Given request –
Print only the line with "In the photo above, where can the chimney pipe" and the lines after it, ending with the last line of the material, each exactly as it stands.
------------
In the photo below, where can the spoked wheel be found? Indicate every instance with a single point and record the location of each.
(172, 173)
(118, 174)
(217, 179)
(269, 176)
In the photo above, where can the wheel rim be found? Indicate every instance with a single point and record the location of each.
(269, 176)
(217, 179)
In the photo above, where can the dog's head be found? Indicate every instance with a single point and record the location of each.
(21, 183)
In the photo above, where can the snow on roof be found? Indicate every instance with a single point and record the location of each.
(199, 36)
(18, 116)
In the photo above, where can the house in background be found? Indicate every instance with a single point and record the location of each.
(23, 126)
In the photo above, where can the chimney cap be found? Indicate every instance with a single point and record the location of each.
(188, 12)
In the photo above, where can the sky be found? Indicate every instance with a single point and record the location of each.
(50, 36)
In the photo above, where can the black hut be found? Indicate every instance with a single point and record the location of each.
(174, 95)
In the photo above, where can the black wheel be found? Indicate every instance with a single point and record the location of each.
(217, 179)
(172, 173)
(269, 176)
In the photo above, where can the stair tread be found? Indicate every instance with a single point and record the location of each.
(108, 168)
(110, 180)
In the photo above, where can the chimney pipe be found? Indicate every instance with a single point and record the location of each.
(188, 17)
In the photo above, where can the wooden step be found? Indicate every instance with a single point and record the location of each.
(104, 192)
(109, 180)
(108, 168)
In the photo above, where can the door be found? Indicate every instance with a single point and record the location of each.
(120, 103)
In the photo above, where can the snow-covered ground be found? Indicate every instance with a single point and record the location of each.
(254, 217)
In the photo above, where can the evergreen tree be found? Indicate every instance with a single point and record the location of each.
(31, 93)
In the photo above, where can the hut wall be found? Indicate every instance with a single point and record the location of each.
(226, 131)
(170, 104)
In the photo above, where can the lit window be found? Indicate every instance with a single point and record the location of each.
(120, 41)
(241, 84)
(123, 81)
------------
Correct response –
In the photo above, where can the chimney pipe be found? Indicate every instance with a single point and record the location of each.
(188, 17)
In the photo above, where can the wooden step be found? Indicate every instance with a single point and record the location of each.
(104, 192)
(109, 180)
(108, 168)
In the photo above, where can the door be found? Indicate every instance with a single point and record the location of each.
(120, 103)
In the photo above, where can the snow-covered ground be found? Indicate every instance with a single point and record the location of each.
(254, 217)
In the photo above, where can the evergreen tree be found? Indicate every instance with a single point and record the location of each.
(31, 93)
In the photo above, where can the hut wall be found? Indicate every instance with a single point and record the location of each.
(226, 131)
(170, 104)
In the photo above, where can the lit window be found? Indicate every instance with a single point and record the location of each.
(120, 41)
(241, 84)
(123, 81)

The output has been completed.